++++ Material for this task ++++

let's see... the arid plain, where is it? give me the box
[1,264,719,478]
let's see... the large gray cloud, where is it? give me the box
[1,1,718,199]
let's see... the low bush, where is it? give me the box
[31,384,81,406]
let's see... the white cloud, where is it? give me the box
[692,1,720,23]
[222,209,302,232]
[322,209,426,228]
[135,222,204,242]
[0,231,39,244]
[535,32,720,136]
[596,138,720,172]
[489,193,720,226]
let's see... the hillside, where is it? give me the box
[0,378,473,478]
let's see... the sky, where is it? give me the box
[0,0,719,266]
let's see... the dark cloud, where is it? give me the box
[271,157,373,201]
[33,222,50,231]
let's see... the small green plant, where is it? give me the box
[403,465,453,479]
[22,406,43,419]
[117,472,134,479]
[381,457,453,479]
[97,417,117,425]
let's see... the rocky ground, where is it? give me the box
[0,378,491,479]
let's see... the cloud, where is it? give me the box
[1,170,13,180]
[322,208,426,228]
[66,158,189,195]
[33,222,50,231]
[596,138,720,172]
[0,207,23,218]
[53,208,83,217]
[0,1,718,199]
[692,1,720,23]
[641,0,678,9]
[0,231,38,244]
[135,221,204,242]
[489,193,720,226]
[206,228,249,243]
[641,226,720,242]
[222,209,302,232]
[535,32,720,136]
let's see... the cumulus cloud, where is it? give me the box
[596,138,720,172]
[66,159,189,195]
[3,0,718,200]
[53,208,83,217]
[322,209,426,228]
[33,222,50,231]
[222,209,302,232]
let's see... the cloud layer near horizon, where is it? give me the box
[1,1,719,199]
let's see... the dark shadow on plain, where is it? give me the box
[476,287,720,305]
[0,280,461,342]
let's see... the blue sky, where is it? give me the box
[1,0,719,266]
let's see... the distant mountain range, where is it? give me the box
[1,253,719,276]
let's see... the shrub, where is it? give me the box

++++

• _What the task asks_:
Every line of the listing above should be copied word for word.

• _Exercise output_:
let's see... the arid plain, where is it? give me the box
[1,264,719,478]
let's see... the large gray cloud, where is it? give me the box
[1,1,718,199]
let's see... the low bush, where is it? give me the box
[31,384,81,406]
let's see... the white cloud, where is it? give me the box
[692,1,720,23]
[222,209,302,232]
[322,209,426,228]
[135,222,204,242]
[0,231,39,244]
[535,32,720,136]
[596,138,720,172]
[489,193,720,226]
let's see... the hillside, where is it? give me the box
[0,378,473,478]
let's see... the sky, where is it? give me the box
[0,0,719,266]
let's see... the dark cloud, where is it? give me the box
[271,157,373,201]
[33,222,50,231]
let's see... the small green plant, where is it? give me the box
[403,465,453,479]
[22,406,43,419]
[117,472,134,479]
[381,457,453,479]
[97,417,117,425]
let's see... the rocky ground, where is it? give me the box
[0,378,491,479]
let's see... the cloud, where is it? give me the box
[1,170,13,180]
[322,208,426,228]
[66,158,189,195]
[33,222,50,231]
[596,138,720,172]
[0,207,23,218]
[53,208,83,217]
[0,1,718,199]
[692,1,720,23]
[641,0,678,9]
[0,231,38,244]
[135,221,204,242]
[489,193,720,226]
[206,228,249,243]
[641,226,720,242]
[222,209,302,232]
[535,32,720,136]
let's see... the cumulus cloud, where is it? give me the box
[596,138,720,172]
[66,159,189,195]
[3,0,718,200]
[53,208,83,217]
[322,209,426,228]
[33,222,50,231]
[222,209,302,232]
let's see... the cloud layer near horizon, where is it? give me the box
[1,1,719,199]
let's see... the dark shadow on plain, where is it? give me the box
[476,287,720,305]
[0,280,461,342]
let's see... the blue sky, where is it? give me the box
[1,0,719,266]
let's see... the distant mountain range, where is it? give me the box
[1,253,719,276]
let's see... the shrub, where is it? give me the box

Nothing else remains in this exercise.